* BEGIN RECORD LIST *

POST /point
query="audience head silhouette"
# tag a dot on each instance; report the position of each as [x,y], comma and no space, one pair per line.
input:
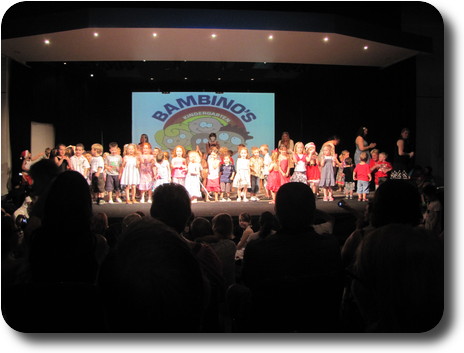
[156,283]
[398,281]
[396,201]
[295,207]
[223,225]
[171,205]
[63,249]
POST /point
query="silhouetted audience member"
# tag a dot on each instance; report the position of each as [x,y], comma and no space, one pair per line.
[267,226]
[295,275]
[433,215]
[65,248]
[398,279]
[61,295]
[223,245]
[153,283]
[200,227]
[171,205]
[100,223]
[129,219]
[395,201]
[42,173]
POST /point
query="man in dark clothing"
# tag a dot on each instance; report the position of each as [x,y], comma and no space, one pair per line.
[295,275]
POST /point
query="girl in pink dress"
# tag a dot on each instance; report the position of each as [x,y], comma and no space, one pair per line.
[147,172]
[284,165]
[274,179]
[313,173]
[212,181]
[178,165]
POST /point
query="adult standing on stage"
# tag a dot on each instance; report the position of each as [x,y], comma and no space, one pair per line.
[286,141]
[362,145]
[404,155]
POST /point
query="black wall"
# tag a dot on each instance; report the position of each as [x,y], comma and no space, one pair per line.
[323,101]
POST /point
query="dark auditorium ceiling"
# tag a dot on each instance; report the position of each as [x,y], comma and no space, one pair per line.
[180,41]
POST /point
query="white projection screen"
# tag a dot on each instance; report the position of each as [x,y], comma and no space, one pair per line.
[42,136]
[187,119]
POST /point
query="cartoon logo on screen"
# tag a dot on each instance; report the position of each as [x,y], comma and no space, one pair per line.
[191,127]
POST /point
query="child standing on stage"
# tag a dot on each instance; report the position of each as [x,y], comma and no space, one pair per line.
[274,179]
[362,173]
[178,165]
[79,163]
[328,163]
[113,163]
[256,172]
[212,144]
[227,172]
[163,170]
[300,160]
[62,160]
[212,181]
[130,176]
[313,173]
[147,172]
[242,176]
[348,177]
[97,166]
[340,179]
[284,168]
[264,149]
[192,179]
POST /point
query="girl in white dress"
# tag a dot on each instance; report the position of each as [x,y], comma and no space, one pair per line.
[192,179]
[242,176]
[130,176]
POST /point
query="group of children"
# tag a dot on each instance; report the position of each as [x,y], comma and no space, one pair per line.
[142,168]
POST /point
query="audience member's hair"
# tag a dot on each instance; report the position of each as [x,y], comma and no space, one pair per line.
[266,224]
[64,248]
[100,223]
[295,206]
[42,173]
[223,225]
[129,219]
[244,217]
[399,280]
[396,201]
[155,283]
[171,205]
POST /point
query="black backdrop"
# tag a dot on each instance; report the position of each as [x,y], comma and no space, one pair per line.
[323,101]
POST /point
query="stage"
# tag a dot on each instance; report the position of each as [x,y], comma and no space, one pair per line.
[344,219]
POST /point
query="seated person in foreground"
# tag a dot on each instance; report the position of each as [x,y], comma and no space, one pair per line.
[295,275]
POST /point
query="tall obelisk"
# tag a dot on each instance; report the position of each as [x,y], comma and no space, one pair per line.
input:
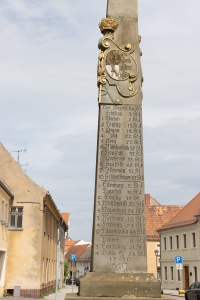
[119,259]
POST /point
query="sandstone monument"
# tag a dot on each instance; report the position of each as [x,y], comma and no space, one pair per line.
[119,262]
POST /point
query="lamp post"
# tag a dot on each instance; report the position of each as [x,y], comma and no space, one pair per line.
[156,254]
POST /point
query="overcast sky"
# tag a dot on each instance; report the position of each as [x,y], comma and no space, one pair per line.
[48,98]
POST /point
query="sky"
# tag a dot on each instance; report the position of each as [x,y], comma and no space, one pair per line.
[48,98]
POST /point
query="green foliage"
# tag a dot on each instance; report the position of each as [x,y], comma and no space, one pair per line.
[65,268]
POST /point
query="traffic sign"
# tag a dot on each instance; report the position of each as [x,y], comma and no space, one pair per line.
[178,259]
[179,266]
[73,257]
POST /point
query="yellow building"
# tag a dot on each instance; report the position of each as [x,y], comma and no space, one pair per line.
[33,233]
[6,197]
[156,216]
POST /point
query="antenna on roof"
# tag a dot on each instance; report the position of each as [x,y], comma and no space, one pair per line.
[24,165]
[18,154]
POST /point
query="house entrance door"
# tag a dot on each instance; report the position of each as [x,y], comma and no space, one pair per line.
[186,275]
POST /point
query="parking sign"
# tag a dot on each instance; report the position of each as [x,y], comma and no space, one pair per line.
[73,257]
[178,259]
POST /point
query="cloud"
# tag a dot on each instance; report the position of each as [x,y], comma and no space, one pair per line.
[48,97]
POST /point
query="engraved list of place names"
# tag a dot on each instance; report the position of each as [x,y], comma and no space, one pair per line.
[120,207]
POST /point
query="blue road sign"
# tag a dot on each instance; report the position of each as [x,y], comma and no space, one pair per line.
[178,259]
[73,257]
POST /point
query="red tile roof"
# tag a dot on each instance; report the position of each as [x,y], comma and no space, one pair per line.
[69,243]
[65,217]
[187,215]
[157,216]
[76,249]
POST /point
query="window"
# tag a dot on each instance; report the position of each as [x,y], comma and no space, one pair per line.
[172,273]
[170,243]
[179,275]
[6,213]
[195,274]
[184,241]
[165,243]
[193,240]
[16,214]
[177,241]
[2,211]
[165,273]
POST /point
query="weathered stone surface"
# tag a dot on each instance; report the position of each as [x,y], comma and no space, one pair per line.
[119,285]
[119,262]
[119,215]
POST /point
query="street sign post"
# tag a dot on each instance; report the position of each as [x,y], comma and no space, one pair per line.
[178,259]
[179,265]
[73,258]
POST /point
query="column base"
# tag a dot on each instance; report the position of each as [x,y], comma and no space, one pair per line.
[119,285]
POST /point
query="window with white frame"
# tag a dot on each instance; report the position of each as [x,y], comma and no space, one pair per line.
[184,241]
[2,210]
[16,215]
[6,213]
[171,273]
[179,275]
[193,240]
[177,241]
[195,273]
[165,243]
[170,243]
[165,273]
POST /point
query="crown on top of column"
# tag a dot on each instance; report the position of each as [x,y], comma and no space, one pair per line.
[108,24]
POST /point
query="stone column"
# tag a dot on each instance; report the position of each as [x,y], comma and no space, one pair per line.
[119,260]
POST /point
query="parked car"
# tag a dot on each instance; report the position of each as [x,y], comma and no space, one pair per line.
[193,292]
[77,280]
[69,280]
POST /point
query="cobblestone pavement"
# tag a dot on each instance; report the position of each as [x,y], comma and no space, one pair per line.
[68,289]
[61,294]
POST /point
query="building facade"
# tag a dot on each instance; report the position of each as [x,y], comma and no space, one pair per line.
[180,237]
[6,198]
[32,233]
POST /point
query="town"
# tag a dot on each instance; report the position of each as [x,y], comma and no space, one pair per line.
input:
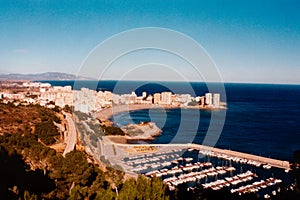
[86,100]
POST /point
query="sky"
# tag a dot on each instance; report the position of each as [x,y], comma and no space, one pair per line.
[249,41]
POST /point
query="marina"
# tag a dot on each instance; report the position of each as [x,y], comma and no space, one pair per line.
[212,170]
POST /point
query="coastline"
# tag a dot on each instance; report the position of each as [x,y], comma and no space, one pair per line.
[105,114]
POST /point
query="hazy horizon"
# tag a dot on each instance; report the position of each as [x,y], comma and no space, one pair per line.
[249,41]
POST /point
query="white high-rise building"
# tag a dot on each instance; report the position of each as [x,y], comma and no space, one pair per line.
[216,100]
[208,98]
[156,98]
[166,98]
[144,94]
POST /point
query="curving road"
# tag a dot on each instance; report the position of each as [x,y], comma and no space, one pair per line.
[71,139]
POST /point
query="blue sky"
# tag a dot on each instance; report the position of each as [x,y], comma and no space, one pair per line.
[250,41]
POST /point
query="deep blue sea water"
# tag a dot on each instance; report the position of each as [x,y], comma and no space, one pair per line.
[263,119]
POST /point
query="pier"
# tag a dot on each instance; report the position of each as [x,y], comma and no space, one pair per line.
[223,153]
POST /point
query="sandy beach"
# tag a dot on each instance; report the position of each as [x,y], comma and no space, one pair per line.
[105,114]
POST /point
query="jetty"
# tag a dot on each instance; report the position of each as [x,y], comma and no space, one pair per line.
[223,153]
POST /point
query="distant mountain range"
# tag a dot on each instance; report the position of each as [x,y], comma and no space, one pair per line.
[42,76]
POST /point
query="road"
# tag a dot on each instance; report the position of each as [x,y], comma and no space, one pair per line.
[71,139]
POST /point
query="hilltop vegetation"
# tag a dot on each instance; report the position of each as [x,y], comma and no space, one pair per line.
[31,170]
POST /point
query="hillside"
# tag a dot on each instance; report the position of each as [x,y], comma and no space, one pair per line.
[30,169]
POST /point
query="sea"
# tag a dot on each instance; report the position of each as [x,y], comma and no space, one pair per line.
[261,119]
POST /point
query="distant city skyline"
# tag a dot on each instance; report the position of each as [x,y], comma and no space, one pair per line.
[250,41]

* END RECORD LIST *

WHAT THE TASK REQUIRES> Return each line from the items above that contains the word "black", copied without any change.

WRITTEN SOLUTION>
query="black wall"
query="black backdrop"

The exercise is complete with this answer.